(Entries from a dataset)
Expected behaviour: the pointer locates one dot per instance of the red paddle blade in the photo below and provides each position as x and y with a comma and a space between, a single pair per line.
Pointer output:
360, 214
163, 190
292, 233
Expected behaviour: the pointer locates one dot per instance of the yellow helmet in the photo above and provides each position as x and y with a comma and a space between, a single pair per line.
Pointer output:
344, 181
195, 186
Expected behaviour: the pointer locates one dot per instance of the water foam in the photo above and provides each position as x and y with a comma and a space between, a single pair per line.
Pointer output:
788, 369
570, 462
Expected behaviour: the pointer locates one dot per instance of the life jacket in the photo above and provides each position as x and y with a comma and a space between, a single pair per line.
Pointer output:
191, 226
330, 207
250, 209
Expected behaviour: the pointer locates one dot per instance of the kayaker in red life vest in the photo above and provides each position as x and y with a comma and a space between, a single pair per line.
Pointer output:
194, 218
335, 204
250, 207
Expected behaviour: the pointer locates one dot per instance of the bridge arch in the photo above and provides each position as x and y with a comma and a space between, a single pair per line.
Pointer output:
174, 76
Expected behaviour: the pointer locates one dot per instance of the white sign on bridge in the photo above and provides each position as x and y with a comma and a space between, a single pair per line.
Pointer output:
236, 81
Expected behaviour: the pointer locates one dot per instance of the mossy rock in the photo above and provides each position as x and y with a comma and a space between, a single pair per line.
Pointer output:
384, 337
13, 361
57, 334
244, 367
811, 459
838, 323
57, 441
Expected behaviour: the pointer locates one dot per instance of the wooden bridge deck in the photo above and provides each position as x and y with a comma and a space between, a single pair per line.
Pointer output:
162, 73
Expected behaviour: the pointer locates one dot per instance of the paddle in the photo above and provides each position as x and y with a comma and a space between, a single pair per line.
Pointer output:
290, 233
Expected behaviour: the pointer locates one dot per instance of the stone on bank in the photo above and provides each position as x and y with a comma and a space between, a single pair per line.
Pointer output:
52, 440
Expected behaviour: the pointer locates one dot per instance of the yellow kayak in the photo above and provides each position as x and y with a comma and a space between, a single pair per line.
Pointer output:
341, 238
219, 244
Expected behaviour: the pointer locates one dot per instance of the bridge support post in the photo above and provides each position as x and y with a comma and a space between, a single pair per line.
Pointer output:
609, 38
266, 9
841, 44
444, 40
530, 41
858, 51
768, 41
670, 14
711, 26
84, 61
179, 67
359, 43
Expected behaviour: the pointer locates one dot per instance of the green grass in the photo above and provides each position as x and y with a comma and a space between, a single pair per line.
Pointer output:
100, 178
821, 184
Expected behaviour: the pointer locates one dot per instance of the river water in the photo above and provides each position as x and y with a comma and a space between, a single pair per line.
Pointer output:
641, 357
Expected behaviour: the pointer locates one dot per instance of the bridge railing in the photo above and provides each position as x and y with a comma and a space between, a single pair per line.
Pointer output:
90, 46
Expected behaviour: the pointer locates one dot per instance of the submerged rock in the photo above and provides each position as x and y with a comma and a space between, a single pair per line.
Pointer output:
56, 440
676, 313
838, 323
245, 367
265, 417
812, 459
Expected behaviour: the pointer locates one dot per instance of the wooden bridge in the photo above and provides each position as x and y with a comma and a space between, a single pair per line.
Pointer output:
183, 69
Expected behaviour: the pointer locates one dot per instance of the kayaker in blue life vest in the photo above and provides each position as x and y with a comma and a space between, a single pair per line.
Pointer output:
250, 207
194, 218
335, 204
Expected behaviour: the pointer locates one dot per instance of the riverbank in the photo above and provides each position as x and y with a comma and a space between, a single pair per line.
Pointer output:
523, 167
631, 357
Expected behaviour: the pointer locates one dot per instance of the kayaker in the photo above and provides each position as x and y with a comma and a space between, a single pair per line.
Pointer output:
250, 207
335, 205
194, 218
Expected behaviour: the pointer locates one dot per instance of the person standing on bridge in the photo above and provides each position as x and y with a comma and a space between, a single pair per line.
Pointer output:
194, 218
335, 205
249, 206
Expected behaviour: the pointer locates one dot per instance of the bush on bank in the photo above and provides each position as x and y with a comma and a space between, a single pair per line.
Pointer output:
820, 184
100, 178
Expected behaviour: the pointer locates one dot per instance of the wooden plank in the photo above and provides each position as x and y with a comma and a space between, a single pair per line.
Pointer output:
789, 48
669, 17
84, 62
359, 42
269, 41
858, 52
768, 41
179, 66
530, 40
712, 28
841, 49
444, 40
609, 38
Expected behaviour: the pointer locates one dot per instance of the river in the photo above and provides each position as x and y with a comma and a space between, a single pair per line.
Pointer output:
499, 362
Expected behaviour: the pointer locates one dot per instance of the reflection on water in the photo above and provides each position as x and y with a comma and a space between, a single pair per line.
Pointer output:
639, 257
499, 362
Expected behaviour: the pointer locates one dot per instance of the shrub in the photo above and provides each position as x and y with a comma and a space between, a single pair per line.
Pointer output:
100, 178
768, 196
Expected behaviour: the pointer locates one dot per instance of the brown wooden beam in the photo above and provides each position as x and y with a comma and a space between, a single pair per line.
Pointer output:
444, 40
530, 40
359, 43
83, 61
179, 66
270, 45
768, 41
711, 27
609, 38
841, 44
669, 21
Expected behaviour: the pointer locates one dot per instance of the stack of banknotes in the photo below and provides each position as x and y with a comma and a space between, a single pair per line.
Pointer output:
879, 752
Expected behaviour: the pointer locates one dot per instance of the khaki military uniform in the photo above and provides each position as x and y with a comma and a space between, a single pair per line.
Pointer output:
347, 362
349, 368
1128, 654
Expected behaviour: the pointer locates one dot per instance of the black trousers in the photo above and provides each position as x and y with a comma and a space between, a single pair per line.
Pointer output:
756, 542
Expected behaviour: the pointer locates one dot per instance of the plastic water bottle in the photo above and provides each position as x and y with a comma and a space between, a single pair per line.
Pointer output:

Task prompt
Copy each entry exactly, with nothing added or dropped.

Task result
Expected behaviour: the pointer locates one dot per instance of the red paddle blade in the photo below and provides each position as x and y with a comma and a space between, a single pair per line.
Pointer output:
360, 214
163, 190
292, 233
Expected behaviour: the pointer locates one dot per instance of the yellow helmet in the photo above and provides each position as x and y with a comma and a space between, a single pair per line.
Pointer output:
344, 181
195, 186
Expected behaviour: the pointer locates one dot per instance of the water foam in the photo above and provides each position as x and y with a comma and a space between, a single pair per line.
Pointer output:
788, 369
570, 462
Expected behaviour: the pointer locates one dot per instance of the life jacket in the photo above and provides each position as x and y with a comma and a space between, a single pair per line.
Pointer output:
191, 226
330, 207
250, 209
Expected behaviour: the pointer locates one dot per instance of the kayaker in red life vest in the photo above and provides each position as x and y with a comma and a space between, a single pair per line.
Pointer output:
194, 218
335, 204
250, 207
Expected behaviour: the pointer locates one dot per instance of the bridge arch in the photo above and provides each position as x and y with a comma and a space between, a single pair per line.
Pointer output:
174, 76
Expected behaviour: the pointer locates one dot per instance of the white sign on bridge in the photo above and provides each position as x and y with a comma and a space between, a single pair per line.
Pointer output:
236, 81
Expected behaviour: the pointer locates one dot per instance of the mossy rock in the photo above and provides each position as x and y with a comma and a space between, a single pair per line.
Pointer output:
384, 337
13, 361
57, 334
244, 367
811, 459
838, 323
57, 441
Expected behaviour: the pointer locates one dot per instance of the wooden bridge deck in the photo above and provides each position as x and y with a comma and a space between, a single pair per line.
Pointer output:
162, 73
Expected behaviour: the pointer locates one dot per instance of the paddle in the photo above and provides each position as x and y with a comma and a space between, a single pair per line.
Pointer output:
290, 233
Expected behaviour: the pointer locates one dot per instance of the stone on bank in the photo above and provides each position as x and y with a comma and a space between, a single pair per line.
Pointer output:
52, 440
Expected behaviour: the pointer locates one dot per instance of the yellow kayak in the photo above and provides each position as x and y with a comma and a space between, a single pair per line.
Pointer output:
341, 238
219, 244
Expected behaviour: the pointer locates one dot per instance of the bridge support post in the photo above and provides each position as x and y with a comma and a space between, a single pair per line.
Pointer output:
609, 38
266, 9
841, 44
444, 40
530, 41
858, 51
768, 41
670, 14
711, 26
84, 61
179, 67
359, 43
Expected behaviour: the pointer locates one dot per instance of the green grass in the photo above and provides each position as x and y with a comma and a space between, a single pair per line.
Pointer output:
100, 178
821, 184
Expected behaviour: the pointer locates one dot per instance of the river water in the photo above and provides each position as x and y with a comma and a space between, a single pair per line.
Pointer output:
641, 357
Expected behaviour: the pointer locates one dot per instance of the bridge railing in the photo above and provides each position as x and y with a comma and a space between, a single pair per line.
Pointer output:
90, 46
Expected behaviour: the pointer locates one dot per instance of the submerged rock in the photo above and provides each position as x and y with a comma and a space between, a single pair per line.
Pointer output:
56, 440
676, 313
838, 323
245, 367
265, 417
812, 459
Expected behaviour: the pointer locates one dot per instance of the wooden bridge in the photo above and provides each position as x and y with a comma and a space between, a single pair per line.
Pointer output:
183, 69
Expected behaviour: the pointer locates one dot per instance of the kayaker in blue life vest in the photo above and provides each position as x and y with a comma and a space between, a single pair per line.
Pointer output:
250, 207
194, 218
335, 204
Expected behaviour: the pointer locates one dot per instance of the riverbank in the photo above and provides each position as x and y with a comma and a space between, a single pair per line.
Pointer output:
523, 167
631, 357
Expected behaviour: the pointer locates one dot per instance of the kayaker in the photo above and provides each position as x and y with a comma and a space between, a single pair per line.
Pointer output:
250, 207
335, 205
194, 218
Expected behaviour: the pointer locates one dot per instance of the person standing on bridge in the photo above and provides each position as x and y with a comma and a space between, a single pair per line.
Pointer output:
194, 218
335, 205
249, 206
Expected behaviour: the pointer locates one dot per instance of the bush on bank in the photo above and provides each position as x and y with a comma and a space between, a single pair per line.
Pointer output:
820, 184
100, 178
Expected behaviour: the pointer locates one dot per instance of the wooden plank in the photo above and provides each position as x and y with a comma and a space between, a single pair per line.
Pointer output:
789, 48
669, 17
84, 62
359, 42
269, 41
858, 52
768, 41
179, 66
530, 40
712, 28
841, 49
444, 40
609, 38
Expected behaviour: the pointer locates one dot per instance of the river in the photo above and provides each position as x and y with a comma and a space between, a single pair per line.
Pointer output:
499, 362
Expected behaviour: the pointer locates one dot per instance of the reflection on water in the photo above and provides each position as x and y with a comma and a space between, a single pair per line.
Pointer output:
639, 257
499, 362
Expected behaviour: the pointer locates one dot per instance of the shrub in the photo above and provides each position as x and y with a comma and a space between, a single pair per line.
Pointer output:
100, 178
768, 196
Expected behaviour: the pointer locates one dot per instance of the brown wooden beam in the photo above and provides each position as x and y with a comma and a space between, a single pair per line.
Pointer output:
444, 40
530, 40
359, 43
83, 61
179, 66
270, 45
768, 41
711, 27
609, 38
841, 44
669, 21
Expected behaviour: the pointer locates one dot per instance of the stack of banknotes in the photo below and provides each position as x and y with a comma and a space between, a single pair per line.
Pointer output:
879, 752
Expected behaviour: the pointer locates one dot per instance of the khaki military uniform in the photo above and provides each position as x and y with a comma and a space between, a single pair per line.
Pointer output:
347, 362
349, 368
1128, 654
Expected behaviour: the pointer locates one dot per instance of the black trousers in the photo above and provides each position as x and y with a comma and a space between, a single pair per line.
Pointer output:
756, 542
Expected behaviour: the pointer locates one dot per instance of the plastic water bottle in the photo above and provides each position as x and y with a comma and a space between, a single pair per line.
Pointer output:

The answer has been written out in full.